Top of Source extract

Minister of Justice and Interior
- Incumbent
- Assumed office 17 May 2023
- Prime Minister: Xavier Espot
- Preceded by: Josep Maria Rossell Pons

Member of the General Council of Andorra
- In office 2019–2023

Personal details
- Born: 21 January 1977 (age 49) La Massana, Andorra
- Party: Democrats for Andorra
- Education: University of Toulouse University of Andorra

= Ester Molné =

Andorran lawyer, judge and politician (born 1977)

Ester Molné Soldevila (born 21 January 1977) is an Andorran judge, lawyer and politician, Minister of Justice and Interior of Andorra since 2023 in the government of Prime Minister Xavier Espot. She previously served as member of the General Council between 2019 and 2023.

==Career==
Molné was born on 21 January 1977 in La Massana, Andorra. She graduated in law from the University of Toulouse and a postgraduate degree in Andorran law from the University of Andorra.

She worked at the Batllia d'Andorra (trial court) as judicial secretary between 2000 and 2003 and as judge between 2003 and 2009. Between 2016 and 2019, Molné served as Secretary of State for Justice and the Interior while Xavier Espot was Minister.

In the 2019 parliamentary election, Molné was elected member of the General Council for Democrats for Andorra (DA). She was president of the Legislative Committee on Justice, Home Affairs and Institutional Affairs and was a member of the Legislative Committee on Education, Research, Culture, Youth and Sports.

Bottom of Source extract
Top of Given information

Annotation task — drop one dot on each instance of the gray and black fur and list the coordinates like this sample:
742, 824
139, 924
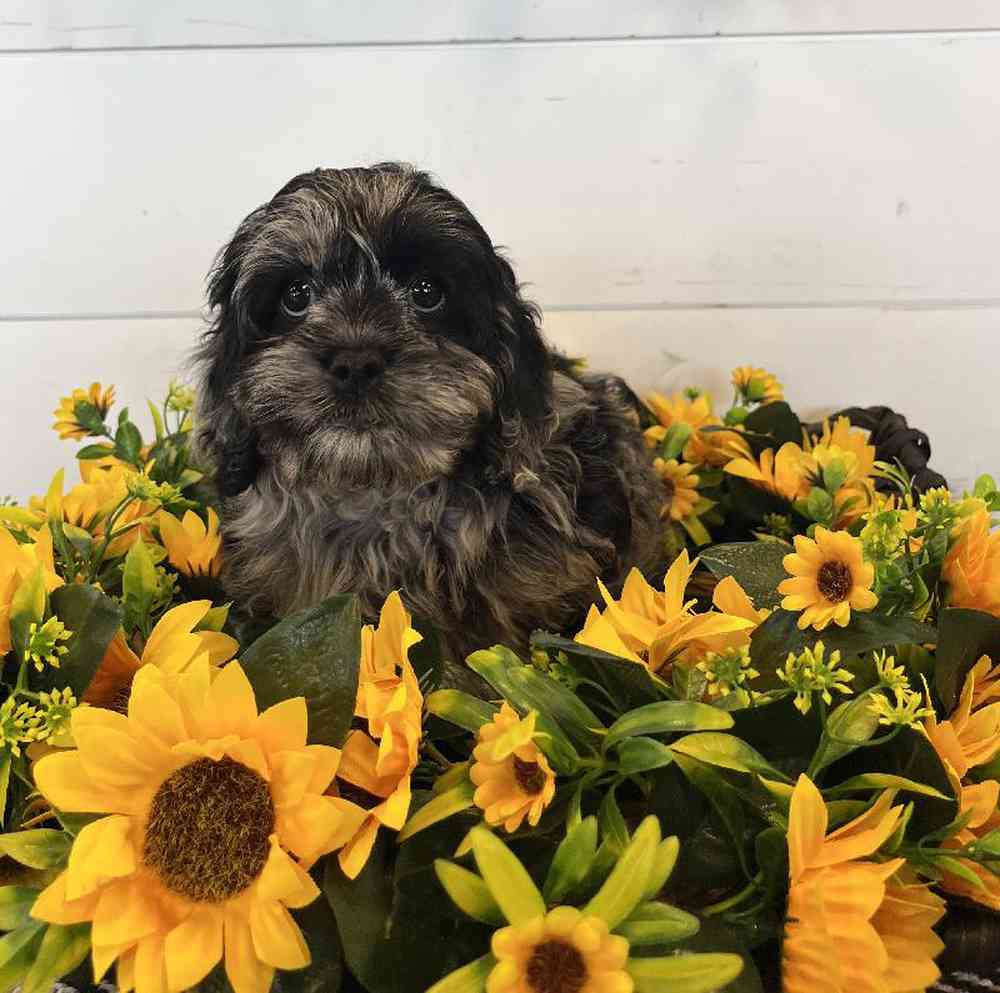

Bottom of Given information

Requirement:
Continue the article about Ester Molné from its last sentence.

Response area:
On 16 May 2023 she was appointed the new Minister of Justice and Interior in the second cabinet of Prime Minister Xavier Espot and was sworn in the following day. On 18 May 2023 Molné appointed Joan Antoni León as the new Secretary of State for Justice and the Interior.

In June 2023, she defended the measure to tighten family reunification for resident immigrants. In February 2025, was called upon to resign by the Andorran Prison Union following the suicide of a prisoner, the assault of two officials, and the resulting protests against her management. Months later, in July, Molné presented the Government Action Plan for the Improvement of the Internal Organisation of the Comella Prison, which includes new measures such as replacing night-time detention with a semi-open prison system, facilitating community service work and extending the time spent outside the cells. She has also proposed, in a new law, reducing the maximum period of pre-trial detention from sixteen to twelve months.

Amid the deadly wildfires in Spain in August 2025, Molné ordered the dispatch of a fire engine and a fire van with eight firefighters.